Please print the listing below word for word, keeping every line as it is.

Entries from a pointing dataset
□ □ □ □ □ □ □
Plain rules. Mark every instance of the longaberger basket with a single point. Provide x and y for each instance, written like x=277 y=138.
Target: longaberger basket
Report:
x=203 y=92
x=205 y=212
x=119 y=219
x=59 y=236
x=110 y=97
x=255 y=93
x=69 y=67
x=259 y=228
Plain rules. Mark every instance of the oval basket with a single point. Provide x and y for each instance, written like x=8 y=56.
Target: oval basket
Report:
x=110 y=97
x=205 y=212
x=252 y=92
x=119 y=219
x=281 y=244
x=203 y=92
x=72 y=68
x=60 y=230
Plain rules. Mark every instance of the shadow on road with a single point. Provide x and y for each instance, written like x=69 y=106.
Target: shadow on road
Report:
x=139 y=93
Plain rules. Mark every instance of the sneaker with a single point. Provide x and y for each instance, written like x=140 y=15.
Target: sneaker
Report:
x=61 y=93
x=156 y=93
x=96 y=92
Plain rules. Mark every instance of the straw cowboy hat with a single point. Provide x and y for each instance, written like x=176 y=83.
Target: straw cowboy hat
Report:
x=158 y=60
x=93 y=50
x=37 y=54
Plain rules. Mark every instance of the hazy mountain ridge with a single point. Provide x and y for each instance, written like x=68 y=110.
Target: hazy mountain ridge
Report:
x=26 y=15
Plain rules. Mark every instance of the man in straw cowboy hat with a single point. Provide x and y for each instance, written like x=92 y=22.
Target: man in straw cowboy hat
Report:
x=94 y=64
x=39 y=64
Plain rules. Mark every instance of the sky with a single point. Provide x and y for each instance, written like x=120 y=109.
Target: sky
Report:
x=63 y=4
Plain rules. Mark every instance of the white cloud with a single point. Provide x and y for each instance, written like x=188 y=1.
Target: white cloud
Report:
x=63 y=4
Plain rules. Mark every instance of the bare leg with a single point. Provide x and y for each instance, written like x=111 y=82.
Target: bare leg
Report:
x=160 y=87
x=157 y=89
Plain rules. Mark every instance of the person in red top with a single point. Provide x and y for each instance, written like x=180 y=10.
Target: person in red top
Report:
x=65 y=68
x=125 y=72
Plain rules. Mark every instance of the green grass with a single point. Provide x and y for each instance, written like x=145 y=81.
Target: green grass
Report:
□ □ □ □ □ □ □
■ **Answer**:
Plain rules. Mark every instance of the longaberger basket with a single point. Provide x and y for each instance, written like x=277 y=138.
Target: longaberger basket
Report:
x=203 y=92
x=205 y=212
x=119 y=219
x=59 y=236
x=110 y=97
x=255 y=93
x=69 y=67
x=259 y=228
Plain rules. Mark every instance of the oval basket with a single point. Provide x and y for each instance, written like x=8 y=56.
Target: oval basket
Report:
x=110 y=97
x=205 y=212
x=252 y=92
x=119 y=219
x=281 y=244
x=203 y=92
x=72 y=68
x=60 y=230
Plain rules. Mark every instance of the shadow on road with a single point. Provide x and y for each instance, written like x=69 y=106.
Target: shadow on road
Report:
x=139 y=93
Plain rules. Mark every instance of the sneaker with a single point. Provide x and y for each instance, written like x=140 y=15.
Target: sneaker
Report:
x=61 y=93
x=156 y=93
x=96 y=92
Plain rules. Mark every instance of the straw cowboy hat with a single point. Provide x and y for each instance, written like x=176 y=83.
Target: straw cowboy hat
Report:
x=158 y=60
x=93 y=50
x=37 y=54
Plain rules. Mark every instance of the hazy mountain ridge with a single point. Provide x and y for each instance, written like x=68 y=110.
Target: hazy mountain ridge
Report:
x=26 y=15
Plain rules. Mark every instance of the man in straw cowboy hat with a single point. Provide x and y for each instance, written like x=92 y=22.
Target: man in straw cowboy hat
Report:
x=94 y=64
x=39 y=64
Plain rules. Mark every instance of the sky with a single point. Provide x and y for each instance, written like x=120 y=109.
Target: sky
Report:
x=63 y=4
Plain rules. Mark every instance of the white cloud with a single point. Provide x and y for each instance, written like x=188 y=1.
Target: white cloud
Report:
x=63 y=4
Plain rules. Mark every instance of the bare leg with a single point. Provide x and y for each instance, written like x=111 y=82.
Target: bare leg
Report:
x=160 y=87
x=157 y=89
Plain rules. Mark every instance of the person in red top with a single point. Provide x and y for each instance, written like x=180 y=10.
Target: person in red top
Report:
x=65 y=68
x=125 y=72
Plain rules. Mark every instance of the green grass with a single point. Provide x and y for each instance, written like x=145 y=81.
Target: green grass
Report:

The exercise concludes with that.